» Goal of the exercise: After locating the line that contains "Put a single dot on each instance of the green asparagus" in the data below, set down exactly that line and each one after it through the line that contains "Target: serrano ham slice", and nothing more.

» Provided data:
□ □ □ □ □ □ □

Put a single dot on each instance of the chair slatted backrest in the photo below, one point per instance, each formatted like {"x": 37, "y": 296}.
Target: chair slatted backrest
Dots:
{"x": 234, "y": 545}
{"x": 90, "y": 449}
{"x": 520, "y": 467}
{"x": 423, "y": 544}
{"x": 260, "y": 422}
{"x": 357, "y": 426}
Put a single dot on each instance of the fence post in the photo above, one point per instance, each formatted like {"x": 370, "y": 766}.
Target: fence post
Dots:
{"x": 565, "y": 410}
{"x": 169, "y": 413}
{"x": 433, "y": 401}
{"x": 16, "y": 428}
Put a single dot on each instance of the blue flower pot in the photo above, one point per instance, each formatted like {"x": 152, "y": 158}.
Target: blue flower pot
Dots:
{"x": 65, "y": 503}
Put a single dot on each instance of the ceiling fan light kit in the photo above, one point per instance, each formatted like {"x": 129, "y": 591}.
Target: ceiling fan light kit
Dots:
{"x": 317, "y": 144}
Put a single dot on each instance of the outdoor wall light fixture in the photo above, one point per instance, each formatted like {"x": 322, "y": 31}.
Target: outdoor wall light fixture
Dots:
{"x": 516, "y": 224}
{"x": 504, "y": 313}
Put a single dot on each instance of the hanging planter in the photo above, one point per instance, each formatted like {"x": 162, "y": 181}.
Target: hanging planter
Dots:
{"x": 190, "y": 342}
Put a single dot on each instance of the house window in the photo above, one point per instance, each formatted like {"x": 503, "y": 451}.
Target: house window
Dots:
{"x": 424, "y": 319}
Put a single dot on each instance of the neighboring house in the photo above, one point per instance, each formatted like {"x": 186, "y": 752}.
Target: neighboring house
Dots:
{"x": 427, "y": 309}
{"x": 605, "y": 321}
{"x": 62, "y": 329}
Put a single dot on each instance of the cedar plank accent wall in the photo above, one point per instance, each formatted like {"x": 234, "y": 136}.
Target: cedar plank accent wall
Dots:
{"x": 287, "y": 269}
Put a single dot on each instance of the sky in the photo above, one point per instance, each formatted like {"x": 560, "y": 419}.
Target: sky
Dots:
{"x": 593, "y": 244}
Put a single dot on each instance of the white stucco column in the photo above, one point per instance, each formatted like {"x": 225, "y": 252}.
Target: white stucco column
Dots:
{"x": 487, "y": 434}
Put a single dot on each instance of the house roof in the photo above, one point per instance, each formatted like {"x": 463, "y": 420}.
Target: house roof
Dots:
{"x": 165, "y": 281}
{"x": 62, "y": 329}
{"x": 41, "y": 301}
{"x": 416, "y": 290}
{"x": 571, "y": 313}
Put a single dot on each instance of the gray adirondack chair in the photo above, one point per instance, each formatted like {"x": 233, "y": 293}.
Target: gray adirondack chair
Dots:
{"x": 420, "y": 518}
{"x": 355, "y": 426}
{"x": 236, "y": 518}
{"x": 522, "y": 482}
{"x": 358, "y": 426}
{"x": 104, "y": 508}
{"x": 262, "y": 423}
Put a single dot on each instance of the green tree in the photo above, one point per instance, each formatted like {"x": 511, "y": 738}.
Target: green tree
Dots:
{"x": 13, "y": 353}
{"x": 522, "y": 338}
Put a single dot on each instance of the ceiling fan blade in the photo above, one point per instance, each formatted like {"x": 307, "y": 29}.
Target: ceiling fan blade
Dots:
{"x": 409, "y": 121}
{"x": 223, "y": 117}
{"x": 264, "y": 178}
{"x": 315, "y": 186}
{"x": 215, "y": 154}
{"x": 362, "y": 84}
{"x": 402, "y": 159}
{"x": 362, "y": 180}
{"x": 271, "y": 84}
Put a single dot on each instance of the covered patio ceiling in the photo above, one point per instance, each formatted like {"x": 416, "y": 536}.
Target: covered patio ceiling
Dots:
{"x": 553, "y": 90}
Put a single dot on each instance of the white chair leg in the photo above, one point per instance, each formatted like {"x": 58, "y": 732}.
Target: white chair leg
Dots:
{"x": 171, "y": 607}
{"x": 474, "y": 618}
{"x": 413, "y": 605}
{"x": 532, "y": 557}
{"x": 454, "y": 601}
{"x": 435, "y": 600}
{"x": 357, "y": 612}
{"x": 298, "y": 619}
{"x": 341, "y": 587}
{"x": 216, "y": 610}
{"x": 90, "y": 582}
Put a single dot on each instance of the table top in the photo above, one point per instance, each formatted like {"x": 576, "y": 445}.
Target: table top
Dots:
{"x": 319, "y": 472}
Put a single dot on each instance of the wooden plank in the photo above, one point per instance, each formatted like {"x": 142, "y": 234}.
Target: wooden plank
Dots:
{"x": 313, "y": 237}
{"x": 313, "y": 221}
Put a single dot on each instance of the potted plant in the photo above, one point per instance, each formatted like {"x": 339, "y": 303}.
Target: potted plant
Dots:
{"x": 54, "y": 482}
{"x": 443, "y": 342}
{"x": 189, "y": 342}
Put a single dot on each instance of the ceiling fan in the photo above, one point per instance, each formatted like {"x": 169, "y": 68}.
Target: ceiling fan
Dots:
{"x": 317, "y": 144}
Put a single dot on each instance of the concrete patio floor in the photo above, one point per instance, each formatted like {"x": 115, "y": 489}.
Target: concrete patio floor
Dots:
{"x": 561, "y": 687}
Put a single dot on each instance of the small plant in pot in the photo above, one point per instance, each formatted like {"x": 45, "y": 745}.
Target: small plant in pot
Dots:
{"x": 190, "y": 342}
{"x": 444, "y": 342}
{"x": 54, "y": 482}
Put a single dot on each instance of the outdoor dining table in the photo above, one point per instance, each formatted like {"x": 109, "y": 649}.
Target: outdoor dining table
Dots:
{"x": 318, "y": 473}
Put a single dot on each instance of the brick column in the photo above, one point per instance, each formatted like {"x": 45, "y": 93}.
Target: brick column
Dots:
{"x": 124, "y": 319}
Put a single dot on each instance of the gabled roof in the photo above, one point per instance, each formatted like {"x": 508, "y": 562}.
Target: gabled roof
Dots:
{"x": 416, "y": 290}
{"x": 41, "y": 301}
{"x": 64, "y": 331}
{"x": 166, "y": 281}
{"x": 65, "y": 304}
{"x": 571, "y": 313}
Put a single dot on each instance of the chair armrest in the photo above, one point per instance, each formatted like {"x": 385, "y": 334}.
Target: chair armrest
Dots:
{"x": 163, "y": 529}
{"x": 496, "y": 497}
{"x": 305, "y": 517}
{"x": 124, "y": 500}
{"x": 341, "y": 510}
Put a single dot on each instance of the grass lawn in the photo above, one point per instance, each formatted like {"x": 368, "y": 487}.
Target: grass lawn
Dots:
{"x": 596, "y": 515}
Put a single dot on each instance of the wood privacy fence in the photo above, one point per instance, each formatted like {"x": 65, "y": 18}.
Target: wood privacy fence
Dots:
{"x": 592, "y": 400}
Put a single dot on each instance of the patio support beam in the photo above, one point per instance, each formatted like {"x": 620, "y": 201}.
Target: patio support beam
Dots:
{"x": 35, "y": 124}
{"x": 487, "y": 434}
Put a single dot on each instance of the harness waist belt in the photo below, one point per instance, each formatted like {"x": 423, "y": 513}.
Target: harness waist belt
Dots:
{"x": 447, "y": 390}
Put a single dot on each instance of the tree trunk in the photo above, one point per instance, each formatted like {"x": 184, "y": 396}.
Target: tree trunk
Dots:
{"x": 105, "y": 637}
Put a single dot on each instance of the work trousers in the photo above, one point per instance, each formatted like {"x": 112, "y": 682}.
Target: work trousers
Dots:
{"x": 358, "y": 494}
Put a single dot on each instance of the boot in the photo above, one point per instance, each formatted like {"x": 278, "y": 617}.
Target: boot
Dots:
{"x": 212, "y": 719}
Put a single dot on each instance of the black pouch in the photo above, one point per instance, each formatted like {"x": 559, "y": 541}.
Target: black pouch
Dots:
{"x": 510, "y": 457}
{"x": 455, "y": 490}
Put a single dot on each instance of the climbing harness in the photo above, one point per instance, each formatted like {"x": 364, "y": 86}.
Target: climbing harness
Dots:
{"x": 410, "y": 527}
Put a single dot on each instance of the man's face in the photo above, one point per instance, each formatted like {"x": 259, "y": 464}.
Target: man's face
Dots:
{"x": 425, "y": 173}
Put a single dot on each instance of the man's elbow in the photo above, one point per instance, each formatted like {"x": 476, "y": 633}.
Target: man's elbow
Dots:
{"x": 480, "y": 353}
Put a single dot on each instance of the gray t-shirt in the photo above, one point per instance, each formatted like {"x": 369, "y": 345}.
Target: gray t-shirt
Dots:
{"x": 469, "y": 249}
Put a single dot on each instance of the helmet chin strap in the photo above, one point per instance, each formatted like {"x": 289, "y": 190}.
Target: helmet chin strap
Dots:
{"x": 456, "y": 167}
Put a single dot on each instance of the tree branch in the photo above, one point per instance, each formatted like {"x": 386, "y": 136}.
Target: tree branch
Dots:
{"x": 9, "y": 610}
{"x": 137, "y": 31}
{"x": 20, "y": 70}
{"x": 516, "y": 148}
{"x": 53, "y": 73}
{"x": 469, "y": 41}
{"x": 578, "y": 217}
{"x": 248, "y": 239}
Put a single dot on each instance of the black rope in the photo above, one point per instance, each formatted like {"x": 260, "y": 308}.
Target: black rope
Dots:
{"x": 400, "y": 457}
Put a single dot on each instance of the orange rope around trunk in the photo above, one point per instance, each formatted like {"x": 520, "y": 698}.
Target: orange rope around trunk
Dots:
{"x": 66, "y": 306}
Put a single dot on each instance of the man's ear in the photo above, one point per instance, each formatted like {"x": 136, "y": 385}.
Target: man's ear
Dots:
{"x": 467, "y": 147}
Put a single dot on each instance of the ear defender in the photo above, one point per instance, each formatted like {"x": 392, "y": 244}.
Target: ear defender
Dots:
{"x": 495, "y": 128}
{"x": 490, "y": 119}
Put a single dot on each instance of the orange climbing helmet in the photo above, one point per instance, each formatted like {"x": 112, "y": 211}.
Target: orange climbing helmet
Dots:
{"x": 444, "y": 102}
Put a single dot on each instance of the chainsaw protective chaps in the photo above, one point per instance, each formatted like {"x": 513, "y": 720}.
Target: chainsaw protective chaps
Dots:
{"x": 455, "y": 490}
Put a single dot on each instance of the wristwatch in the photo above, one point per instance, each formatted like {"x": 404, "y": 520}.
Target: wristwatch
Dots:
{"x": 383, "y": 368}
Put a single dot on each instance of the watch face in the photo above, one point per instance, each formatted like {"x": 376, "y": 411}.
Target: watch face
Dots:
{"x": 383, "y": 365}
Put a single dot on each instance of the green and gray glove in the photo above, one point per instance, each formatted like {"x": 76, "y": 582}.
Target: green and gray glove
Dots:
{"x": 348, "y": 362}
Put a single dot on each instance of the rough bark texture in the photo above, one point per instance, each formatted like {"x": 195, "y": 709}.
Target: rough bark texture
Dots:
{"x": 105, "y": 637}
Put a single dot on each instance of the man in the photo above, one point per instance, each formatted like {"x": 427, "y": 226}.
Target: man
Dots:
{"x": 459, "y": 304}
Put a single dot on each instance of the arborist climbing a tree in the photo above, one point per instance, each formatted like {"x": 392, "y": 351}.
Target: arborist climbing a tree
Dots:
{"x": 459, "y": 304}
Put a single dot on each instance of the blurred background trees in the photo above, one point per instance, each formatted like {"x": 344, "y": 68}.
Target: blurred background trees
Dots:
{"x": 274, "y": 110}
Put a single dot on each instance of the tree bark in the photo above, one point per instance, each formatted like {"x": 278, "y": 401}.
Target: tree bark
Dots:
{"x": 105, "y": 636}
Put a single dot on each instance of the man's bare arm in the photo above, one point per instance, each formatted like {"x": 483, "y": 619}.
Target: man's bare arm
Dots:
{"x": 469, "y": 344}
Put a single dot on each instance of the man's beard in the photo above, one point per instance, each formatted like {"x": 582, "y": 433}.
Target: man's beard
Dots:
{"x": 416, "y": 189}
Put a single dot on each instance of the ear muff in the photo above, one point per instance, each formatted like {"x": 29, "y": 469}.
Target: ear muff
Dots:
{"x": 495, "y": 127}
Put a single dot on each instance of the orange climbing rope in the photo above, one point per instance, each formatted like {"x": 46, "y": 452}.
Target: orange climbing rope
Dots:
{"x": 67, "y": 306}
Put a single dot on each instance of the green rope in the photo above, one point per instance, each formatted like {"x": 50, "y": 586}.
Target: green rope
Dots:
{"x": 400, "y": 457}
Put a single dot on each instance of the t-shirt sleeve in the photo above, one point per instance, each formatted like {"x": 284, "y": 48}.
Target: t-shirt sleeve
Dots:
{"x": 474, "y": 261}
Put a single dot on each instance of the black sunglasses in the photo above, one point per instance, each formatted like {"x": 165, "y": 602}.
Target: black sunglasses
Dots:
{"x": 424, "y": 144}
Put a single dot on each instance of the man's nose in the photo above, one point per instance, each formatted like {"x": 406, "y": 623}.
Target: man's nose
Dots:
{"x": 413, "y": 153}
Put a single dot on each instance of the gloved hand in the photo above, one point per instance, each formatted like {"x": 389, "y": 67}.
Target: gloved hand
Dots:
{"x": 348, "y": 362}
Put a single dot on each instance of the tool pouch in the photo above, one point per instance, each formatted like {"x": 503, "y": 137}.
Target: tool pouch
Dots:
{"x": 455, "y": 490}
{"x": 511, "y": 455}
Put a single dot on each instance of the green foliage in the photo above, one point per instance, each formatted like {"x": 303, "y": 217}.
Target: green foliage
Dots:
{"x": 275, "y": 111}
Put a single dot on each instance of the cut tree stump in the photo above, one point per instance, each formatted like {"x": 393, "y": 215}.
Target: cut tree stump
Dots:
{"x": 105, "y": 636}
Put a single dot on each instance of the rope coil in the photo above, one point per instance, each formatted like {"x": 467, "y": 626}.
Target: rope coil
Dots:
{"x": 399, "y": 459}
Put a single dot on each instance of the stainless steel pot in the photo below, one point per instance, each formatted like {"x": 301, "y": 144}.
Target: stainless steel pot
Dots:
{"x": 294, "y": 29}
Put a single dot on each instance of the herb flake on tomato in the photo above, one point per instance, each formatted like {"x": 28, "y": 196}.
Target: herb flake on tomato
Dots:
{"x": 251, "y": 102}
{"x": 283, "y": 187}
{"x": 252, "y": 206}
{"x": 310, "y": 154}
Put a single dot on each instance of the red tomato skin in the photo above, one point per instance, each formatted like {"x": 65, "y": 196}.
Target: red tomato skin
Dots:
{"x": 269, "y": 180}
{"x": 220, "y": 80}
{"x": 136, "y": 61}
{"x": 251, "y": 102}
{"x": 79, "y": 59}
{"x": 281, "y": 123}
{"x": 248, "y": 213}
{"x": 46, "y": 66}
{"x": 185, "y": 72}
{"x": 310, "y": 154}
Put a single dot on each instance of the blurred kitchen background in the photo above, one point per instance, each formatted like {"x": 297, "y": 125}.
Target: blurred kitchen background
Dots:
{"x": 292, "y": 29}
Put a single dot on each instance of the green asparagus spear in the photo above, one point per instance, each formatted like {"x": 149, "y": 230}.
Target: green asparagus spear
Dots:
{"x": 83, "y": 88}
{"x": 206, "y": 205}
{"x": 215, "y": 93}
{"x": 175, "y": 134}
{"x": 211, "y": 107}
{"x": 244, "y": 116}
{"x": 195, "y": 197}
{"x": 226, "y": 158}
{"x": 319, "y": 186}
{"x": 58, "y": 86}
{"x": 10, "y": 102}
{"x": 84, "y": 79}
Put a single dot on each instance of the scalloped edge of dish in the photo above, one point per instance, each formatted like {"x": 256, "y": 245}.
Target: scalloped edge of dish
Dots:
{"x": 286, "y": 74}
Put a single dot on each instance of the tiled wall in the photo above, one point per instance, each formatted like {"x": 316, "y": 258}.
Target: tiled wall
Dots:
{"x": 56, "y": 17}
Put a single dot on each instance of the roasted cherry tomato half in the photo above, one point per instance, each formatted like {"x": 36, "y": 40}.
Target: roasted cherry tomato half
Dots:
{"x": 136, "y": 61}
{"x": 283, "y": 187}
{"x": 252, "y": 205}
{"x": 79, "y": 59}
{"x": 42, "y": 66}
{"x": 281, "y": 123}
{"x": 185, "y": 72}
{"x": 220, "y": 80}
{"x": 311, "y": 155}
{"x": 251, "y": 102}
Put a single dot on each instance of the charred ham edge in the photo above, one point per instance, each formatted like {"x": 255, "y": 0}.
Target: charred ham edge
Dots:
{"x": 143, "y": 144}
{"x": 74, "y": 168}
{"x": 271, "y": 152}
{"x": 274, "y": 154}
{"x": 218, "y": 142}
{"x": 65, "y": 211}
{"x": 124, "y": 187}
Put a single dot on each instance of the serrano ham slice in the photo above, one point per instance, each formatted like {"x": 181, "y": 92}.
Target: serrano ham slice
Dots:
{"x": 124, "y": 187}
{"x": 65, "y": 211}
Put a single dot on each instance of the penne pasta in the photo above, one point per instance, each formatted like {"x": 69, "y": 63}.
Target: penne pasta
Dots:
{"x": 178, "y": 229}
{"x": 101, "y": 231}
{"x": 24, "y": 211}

□ □ □ □ □ □ □

» Response area:
Put a single dot on each instance of the green asparagus spear in the photo above, one point per instance, each formatted like {"x": 149, "y": 230}.
Target: green asparagus spear
Dots:
{"x": 83, "y": 88}
{"x": 206, "y": 205}
{"x": 215, "y": 93}
{"x": 175, "y": 134}
{"x": 211, "y": 107}
{"x": 244, "y": 116}
{"x": 195, "y": 197}
{"x": 226, "y": 158}
{"x": 319, "y": 186}
{"x": 58, "y": 86}
{"x": 10, "y": 102}
{"x": 84, "y": 79}
Put a single dot on each instance of the scalloped edge of dish in the photo above, one point per instance, each formatted like {"x": 256, "y": 245}.
Target: scalloped edge of dish
Dots:
{"x": 286, "y": 74}
Put a single dot on each instance of the tiled wall in the photo above, one point per instance, each formatted like {"x": 316, "y": 258}.
Target: tiled wall
Dots:
{"x": 56, "y": 17}
Put a single dot on each instance of the roasted cherry tomato half in the photo above, one point per instance, each formatted like {"x": 36, "y": 40}.
Target: roasted cherry tomato half
Dots:
{"x": 136, "y": 61}
{"x": 283, "y": 187}
{"x": 252, "y": 205}
{"x": 79, "y": 59}
{"x": 42, "y": 66}
{"x": 281, "y": 123}
{"x": 185, "y": 72}
{"x": 220, "y": 80}
{"x": 311, "y": 155}
{"x": 251, "y": 102}
Put a single dot on each instance of the charred ham edge in the photo above, one point per instance, each formatted like {"x": 255, "y": 0}.
Target: charred ham edge
Dots:
{"x": 143, "y": 144}
{"x": 74, "y": 168}
{"x": 271, "y": 152}
{"x": 274, "y": 154}
{"x": 218, "y": 142}
{"x": 65, "y": 211}
{"x": 124, "y": 187}
Put a single dot on each instance of the serrano ham slice in the photo above, one point per instance, each formatted like {"x": 181, "y": 92}.
Target: serrano ham slice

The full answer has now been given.